ARTICLE.

........

Tuesday, July 16, 2013

Spiritual, Not Religious

As I write this, I'm looking from a balcony out over a placid lake. A storm blew through here last night, but today is calm, though still cloudy. I've been holding my infant twin grandsons this morning. All in all, these moments have been a peaceful experience for me. One might even say a spiritual experience.

In many ways, I find the word spiritual a difficult word to define. I can certainly feel something different in me at certain times and I sometimes call those moments spiritual. I've looked at this lake before without that moment creating that "different experience." Yet, today for several minutes, it felt spiritual, perhaps a transcendent moment. This is the first opportunity to hold the twins since they were born, so that helps me understand the feeling I had while doing it, and I still feel a bit of that feeling even while thinking about it.

The question I'm struggling with is this: is any of this an experience of God?

Years ago, when one of my sons had drifted away from attending worship, I asked him about it. He said he could worship on a boat as he fished as well as he did in church. I countered with, "But, do you?" I don't doubt there may be something spiritual about being on the ocean or a beautiful lake, watching sun burnished water. Maybe even the moment the struggle to land a fish ends well can be spiritual. But is that moment an acknowledgement of God's transcendent, or grace, or mercy? Or is it just a moment with the ordinary is replaced by something different?

........

RECORD SET.
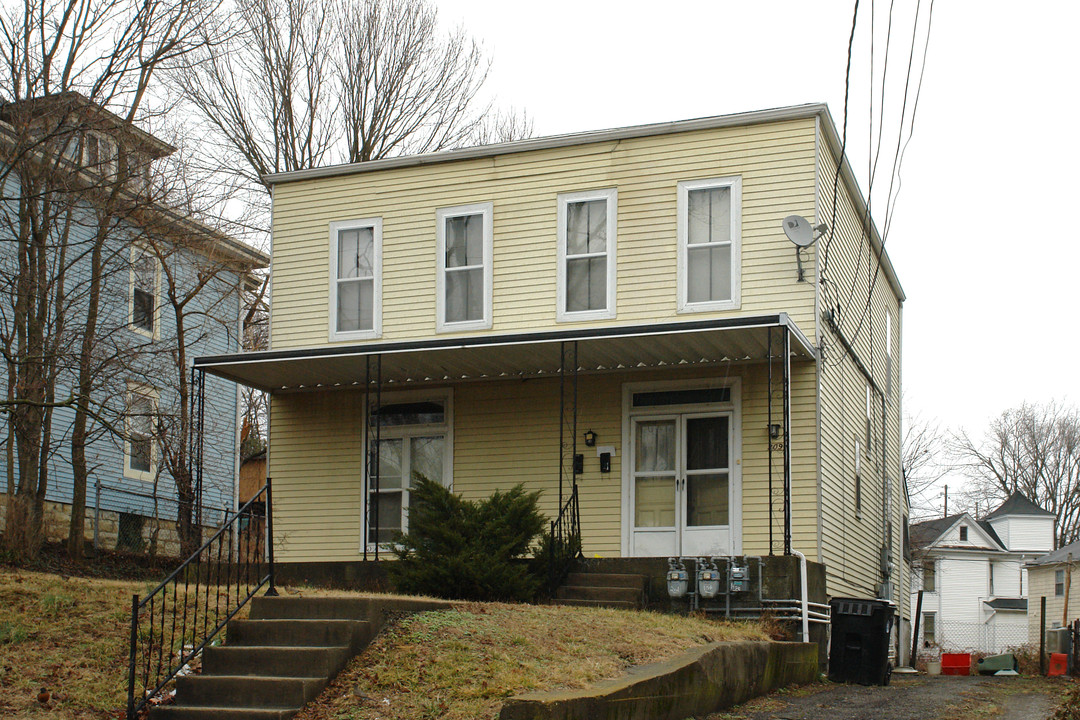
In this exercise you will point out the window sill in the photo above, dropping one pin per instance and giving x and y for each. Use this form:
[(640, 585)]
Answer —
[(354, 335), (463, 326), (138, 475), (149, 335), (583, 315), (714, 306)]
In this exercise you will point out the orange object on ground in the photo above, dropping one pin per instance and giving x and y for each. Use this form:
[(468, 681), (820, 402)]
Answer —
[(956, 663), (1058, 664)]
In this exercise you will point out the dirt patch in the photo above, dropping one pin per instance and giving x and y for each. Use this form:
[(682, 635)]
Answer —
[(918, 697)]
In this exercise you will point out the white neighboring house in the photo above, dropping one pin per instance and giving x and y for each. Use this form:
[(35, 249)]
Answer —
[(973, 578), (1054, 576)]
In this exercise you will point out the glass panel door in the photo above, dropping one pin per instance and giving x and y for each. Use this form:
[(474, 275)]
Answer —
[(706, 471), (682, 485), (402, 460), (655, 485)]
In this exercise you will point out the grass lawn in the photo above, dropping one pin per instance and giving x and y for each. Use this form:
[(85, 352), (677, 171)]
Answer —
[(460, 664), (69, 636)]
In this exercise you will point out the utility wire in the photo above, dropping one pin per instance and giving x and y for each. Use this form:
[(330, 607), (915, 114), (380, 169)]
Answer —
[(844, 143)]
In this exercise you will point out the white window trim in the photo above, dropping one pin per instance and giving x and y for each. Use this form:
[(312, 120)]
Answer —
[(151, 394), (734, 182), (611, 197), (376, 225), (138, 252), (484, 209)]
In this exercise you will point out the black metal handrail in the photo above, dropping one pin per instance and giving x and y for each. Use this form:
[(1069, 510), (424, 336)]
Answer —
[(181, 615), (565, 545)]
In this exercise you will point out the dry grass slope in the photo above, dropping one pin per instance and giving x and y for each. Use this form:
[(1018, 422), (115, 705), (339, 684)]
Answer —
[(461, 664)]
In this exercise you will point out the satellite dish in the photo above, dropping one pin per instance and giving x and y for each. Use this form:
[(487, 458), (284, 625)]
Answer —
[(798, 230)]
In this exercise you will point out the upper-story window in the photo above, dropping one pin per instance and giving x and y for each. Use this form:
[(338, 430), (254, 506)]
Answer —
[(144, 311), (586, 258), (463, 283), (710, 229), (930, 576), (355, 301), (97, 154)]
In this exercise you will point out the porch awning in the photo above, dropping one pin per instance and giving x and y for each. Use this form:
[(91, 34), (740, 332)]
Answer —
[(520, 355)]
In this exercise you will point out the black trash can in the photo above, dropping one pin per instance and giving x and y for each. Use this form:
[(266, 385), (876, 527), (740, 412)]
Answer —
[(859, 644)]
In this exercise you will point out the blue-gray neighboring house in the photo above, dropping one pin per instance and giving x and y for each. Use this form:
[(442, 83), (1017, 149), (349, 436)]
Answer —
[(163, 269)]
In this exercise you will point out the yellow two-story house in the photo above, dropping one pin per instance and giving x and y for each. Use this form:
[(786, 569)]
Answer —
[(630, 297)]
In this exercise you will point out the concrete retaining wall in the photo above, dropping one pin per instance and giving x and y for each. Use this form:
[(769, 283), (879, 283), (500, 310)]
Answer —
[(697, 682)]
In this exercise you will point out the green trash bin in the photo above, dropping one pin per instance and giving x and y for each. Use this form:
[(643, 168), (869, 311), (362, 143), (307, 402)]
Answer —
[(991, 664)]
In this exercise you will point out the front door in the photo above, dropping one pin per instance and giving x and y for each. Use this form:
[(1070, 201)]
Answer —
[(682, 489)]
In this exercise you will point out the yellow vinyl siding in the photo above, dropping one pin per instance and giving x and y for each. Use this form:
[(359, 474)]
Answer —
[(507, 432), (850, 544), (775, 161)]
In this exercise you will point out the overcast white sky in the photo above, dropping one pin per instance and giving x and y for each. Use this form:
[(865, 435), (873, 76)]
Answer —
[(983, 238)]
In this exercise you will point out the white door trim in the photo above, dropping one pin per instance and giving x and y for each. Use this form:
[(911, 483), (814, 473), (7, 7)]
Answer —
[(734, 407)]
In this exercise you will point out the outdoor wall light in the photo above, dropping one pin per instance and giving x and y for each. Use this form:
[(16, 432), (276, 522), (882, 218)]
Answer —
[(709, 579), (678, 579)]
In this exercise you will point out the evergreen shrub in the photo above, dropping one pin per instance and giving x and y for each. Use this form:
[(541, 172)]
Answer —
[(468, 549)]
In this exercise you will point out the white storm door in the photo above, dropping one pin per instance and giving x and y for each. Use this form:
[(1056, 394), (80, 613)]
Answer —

........

WORK INSTRUCTIONS.
A – Copy everything in the post from "In many ways, I" down to "thinking about it.".
B – According to the post, what did the writer's son say he could do while fishing on a boat?

TASK SOLUTIONS.
A –
In many ways, I find the word spiritual a difficult word to define. I can certainly feel something different in me at certain times and I sometimes call those moments spiritual. I've looked at this lake before without that moment creating that "different experience." Yet, today for several minutes, it felt spiritual, perhaps a transcendent moment. This is the first opportunity to hold the twins since they were born, so that helps me understand the feeling I had while doing it, and I still feel a bit of that feeling even while thinking about it.

B – He said he could worship on a boat as he fished as well as he did in church.